- **Problem requirements**
Substitute "receives a separate outline" for "gets its own outline" throughout the records below and reproduce them with everything else unchanged.

● ● ● ●

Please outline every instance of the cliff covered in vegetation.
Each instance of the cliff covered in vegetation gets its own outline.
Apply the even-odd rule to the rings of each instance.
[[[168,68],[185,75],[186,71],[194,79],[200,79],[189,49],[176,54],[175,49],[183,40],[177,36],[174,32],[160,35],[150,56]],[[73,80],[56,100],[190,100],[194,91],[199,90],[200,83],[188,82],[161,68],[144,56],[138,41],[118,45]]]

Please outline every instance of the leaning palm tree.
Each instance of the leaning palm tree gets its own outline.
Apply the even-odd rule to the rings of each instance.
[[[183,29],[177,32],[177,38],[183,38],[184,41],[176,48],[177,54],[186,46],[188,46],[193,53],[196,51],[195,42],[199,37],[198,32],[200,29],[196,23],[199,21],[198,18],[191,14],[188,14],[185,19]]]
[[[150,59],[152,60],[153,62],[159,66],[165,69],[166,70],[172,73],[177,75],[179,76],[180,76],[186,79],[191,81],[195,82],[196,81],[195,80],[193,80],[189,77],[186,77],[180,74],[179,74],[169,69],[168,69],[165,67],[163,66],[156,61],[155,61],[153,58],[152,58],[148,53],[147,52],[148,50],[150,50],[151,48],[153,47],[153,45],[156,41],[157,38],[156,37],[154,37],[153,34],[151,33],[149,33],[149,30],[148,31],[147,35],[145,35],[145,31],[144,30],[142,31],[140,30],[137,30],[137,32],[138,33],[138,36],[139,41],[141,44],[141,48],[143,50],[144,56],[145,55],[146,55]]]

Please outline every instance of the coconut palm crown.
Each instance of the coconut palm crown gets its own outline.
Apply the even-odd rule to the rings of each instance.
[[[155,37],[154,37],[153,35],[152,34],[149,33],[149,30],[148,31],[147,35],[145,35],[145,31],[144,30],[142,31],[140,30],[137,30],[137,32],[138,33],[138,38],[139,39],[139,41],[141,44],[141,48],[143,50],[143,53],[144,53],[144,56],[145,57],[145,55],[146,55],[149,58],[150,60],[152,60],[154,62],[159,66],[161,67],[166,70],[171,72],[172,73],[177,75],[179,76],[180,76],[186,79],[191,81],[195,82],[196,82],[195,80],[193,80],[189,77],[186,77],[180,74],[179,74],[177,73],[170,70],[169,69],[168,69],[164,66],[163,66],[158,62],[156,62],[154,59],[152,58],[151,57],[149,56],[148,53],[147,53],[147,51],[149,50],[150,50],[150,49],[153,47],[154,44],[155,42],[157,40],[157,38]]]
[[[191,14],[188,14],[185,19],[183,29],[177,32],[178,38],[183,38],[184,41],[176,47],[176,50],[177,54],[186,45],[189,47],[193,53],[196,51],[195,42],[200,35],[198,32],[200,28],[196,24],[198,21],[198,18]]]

● ● ● ●

- **Final result**
Please outline every instance of the cliff covered in vegetation.
Each instance of the cliff covered in vegetation receives a separate outline.
Apply the even-odd rule to the rings of each instance.
[[[168,68],[185,75],[186,71],[194,79],[200,79],[189,49],[176,54],[175,49],[183,40],[177,36],[174,32],[160,35],[150,56]],[[73,80],[56,100],[190,100],[194,91],[199,90],[200,83],[188,82],[161,68],[144,56],[138,41],[118,45]]]

Please outline every instance of the leaning palm tree.
Each instance of the leaning palm tree receives a separate outline.
Apply the even-odd rule to the rings of each instance.
[[[183,29],[177,32],[177,38],[183,38],[184,41],[176,48],[177,54],[186,46],[188,46],[193,53],[196,51],[195,42],[199,37],[198,32],[200,29],[196,23],[199,21],[198,18],[191,14],[188,14],[185,19]]]
[[[150,59],[152,60],[153,62],[159,66],[165,69],[166,70],[172,73],[177,75],[179,76],[180,76],[186,79],[191,81],[195,82],[196,81],[195,80],[193,80],[189,77],[186,77],[180,74],[179,74],[169,69],[168,69],[165,67],[163,66],[156,61],[155,61],[153,58],[152,58],[148,53],[147,52],[148,50],[150,50],[151,48],[153,47],[153,45],[156,41],[157,38],[156,37],[154,37],[153,34],[151,33],[149,33],[149,30],[148,31],[147,35],[145,35],[145,31],[144,30],[142,31],[140,30],[137,30],[137,32],[138,33],[138,36],[139,41],[141,44],[141,48],[143,50],[144,56],[145,55],[146,55]]]

Please outline every instance of the coconut palm crown.
Each instance of the coconut palm crown receives a separate outline.
Apply the even-odd rule to the rings of each instance.
[[[155,37],[154,37],[153,35],[152,34],[149,33],[149,30],[148,31],[147,35],[145,35],[145,31],[144,30],[142,31],[140,30],[137,30],[137,32],[138,33],[138,38],[139,39],[139,41],[141,44],[141,48],[143,50],[143,53],[144,53],[144,56],[145,57],[145,55],[146,55],[149,58],[150,60],[152,60],[154,62],[159,66],[161,67],[166,70],[171,72],[172,73],[177,75],[179,76],[180,76],[186,79],[191,81],[195,82],[196,82],[195,80],[193,80],[189,77],[186,77],[180,74],[179,74],[177,73],[170,70],[169,69],[168,69],[164,66],[163,66],[158,62],[156,62],[154,59],[152,58],[151,57],[149,56],[148,53],[147,53],[147,51],[149,50],[150,50],[150,49],[153,47],[154,44],[155,42],[157,40],[157,38]]]
[[[191,14],[188,14],[185,19],[183,29],[177,32],[178,38],[183,38],[184,41],[176,47],[176,50],[177,54],[186,45],[189,47],[193,53],[196,51],[195,42],[200,35],[198,32],[200,28],[196,24],[198,21],[198,18]]]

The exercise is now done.